> [The problem] Reproduce, with no changes, the line that contains "Target: green grass" and all the lines that come after it in the records.
====== Data under study ======
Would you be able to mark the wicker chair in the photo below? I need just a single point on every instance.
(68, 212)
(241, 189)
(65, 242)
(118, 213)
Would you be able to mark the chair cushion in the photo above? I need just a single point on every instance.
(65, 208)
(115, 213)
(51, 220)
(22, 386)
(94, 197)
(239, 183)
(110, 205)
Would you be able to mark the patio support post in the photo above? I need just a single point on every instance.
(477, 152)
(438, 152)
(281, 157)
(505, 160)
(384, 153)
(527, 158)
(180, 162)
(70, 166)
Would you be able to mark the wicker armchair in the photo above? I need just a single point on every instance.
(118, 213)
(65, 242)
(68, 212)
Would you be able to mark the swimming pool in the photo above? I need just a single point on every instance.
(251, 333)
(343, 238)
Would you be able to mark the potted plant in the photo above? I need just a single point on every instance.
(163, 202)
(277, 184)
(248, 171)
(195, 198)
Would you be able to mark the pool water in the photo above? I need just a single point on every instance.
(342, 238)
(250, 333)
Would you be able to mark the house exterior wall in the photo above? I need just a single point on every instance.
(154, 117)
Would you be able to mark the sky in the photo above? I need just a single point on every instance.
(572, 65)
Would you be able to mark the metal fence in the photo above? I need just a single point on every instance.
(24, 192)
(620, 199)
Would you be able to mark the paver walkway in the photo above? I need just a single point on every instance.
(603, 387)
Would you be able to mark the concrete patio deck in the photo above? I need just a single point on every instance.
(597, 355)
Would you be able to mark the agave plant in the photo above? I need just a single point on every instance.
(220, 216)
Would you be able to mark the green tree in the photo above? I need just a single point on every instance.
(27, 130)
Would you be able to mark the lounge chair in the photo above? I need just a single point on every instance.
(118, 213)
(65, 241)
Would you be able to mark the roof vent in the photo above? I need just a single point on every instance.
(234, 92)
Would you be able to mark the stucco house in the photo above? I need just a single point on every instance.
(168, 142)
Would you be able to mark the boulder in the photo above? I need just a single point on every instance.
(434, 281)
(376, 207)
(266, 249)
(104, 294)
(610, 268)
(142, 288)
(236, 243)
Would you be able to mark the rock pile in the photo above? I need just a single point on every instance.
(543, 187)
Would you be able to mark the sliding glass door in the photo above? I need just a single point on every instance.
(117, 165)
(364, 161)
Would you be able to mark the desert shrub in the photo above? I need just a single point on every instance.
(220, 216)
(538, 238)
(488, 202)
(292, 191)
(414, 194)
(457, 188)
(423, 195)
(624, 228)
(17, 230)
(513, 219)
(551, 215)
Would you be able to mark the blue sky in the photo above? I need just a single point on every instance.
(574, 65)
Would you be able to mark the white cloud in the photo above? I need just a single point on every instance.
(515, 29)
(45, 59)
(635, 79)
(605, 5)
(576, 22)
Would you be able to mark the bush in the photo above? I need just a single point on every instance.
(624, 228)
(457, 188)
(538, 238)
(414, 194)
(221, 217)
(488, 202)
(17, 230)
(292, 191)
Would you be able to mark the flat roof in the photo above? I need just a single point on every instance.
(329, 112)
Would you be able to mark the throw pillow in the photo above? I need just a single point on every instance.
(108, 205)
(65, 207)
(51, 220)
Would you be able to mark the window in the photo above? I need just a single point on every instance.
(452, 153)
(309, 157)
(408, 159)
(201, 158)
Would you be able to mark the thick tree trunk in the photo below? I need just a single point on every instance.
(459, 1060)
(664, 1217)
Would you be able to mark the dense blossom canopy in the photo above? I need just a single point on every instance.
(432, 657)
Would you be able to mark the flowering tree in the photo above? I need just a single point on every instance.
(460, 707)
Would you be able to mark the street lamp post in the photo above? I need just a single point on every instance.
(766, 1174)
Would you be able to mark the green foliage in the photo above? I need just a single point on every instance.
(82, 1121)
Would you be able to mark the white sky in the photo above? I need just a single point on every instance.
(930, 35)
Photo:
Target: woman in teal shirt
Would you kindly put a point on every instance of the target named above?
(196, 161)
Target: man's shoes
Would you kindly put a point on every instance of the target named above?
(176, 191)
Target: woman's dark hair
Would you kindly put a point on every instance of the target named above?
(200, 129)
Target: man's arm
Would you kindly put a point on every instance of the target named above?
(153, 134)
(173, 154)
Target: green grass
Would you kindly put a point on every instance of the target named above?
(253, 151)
======
> [Reply to the exercise]
Target: green grass
Would you kindly put a point on every instance of the target named above?
(253, 151)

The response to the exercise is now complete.